Exercise brief: Print, exactly as they appear, only the lines from the line that contains "In the photograph above, where can the white facade" through the end of the listing.

◇ ◇ ◇ ◇ ◇ ◇ ◇

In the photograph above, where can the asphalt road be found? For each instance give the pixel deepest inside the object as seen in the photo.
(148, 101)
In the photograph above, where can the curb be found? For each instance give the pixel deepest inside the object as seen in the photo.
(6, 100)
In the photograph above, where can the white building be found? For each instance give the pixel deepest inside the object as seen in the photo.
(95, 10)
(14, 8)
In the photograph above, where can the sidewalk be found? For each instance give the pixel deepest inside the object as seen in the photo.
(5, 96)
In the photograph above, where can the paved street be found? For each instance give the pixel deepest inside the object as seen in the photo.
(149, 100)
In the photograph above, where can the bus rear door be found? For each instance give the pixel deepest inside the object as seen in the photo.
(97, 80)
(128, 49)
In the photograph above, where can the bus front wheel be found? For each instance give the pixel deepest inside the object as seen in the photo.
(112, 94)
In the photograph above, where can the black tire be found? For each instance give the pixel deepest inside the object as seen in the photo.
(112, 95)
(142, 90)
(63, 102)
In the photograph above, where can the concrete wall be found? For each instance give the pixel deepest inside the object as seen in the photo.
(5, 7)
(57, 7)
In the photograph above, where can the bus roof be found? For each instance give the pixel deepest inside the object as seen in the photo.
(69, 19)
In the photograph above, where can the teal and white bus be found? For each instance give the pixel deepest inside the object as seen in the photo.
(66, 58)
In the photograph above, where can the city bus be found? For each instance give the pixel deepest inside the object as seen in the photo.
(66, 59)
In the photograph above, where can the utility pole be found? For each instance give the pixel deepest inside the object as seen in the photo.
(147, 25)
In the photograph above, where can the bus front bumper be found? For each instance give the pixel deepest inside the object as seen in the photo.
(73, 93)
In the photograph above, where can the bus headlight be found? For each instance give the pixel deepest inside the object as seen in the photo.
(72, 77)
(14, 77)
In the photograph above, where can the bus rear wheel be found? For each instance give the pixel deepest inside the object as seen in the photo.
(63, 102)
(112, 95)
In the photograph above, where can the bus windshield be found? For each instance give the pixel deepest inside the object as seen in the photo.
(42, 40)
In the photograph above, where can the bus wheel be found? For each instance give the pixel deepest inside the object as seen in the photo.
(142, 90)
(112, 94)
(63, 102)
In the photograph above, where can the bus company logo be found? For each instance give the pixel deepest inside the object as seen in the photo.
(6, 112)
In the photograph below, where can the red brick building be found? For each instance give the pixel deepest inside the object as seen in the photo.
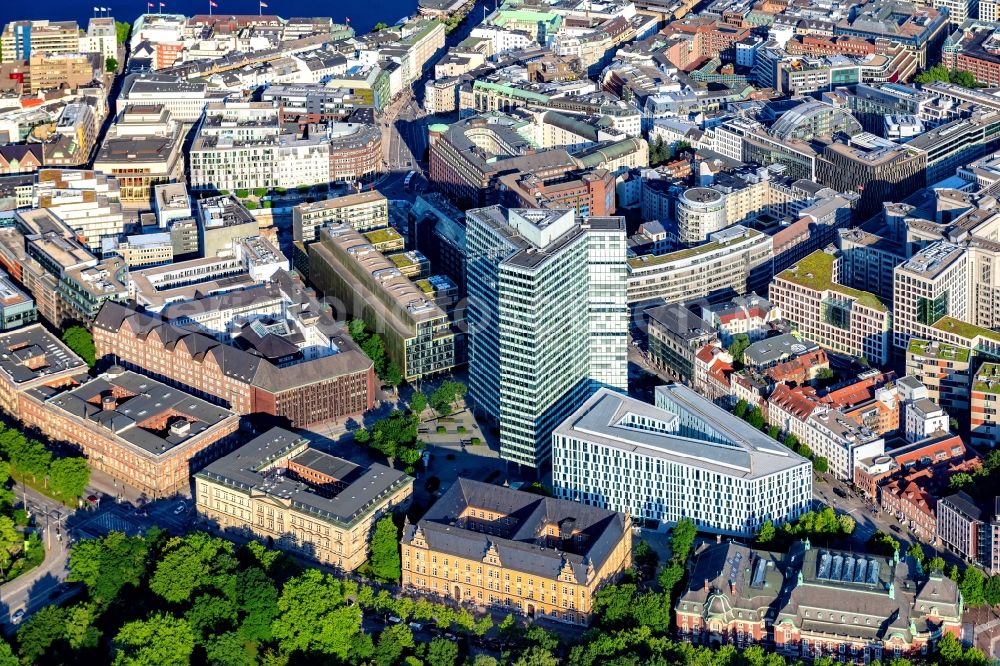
(20, 158)
(147, 435)
(814, 602)
(310, 391)
(591, 193)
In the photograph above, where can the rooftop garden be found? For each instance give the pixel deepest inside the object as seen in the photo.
(940, 350)
(816, 272)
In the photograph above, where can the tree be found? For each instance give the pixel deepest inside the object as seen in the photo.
(393, 375)
(447, 394)
(257, 598)
(69, 477)
(766, 533)
(80, 630)
(681, 540)
(229, 649)
(11, 543)
(933, 74)
(739, 346)
(386, 565)
(992, 591)
(537, 488)
(122, 31)
(740, 408)
(391, 644)
(670, 576)
(374, 347)
(81, 342)
(42, 634)
(210, 615)
(163, 640)
(964, 78)
(949, 650)
(960, 481)
(643, 554)
(440, 652)
(825, 374)
(357, 330)
(881, 543)
(313, 618)
(537, 656)
(190, 563)
(7, 657)
(972, 586)
(108, 564)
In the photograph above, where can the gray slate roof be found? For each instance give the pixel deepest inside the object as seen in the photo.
(521, 549)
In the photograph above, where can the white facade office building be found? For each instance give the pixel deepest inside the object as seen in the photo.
(685, 457)
(547, 319)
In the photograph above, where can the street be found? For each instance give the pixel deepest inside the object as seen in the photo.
(34, 589)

◇ ◇ ◇ ◇ ◇ ◇ ◇

Your solution:
In the photograph above, where can the white facade office building be found? For each instance give the pixel deepest inside the object as seen in the photo.
(685, 457)
(547, 319)
In the photograph above, where can the street be found? For each instance give the pixel deepest inside the object as seen in the photo.
(34, 589)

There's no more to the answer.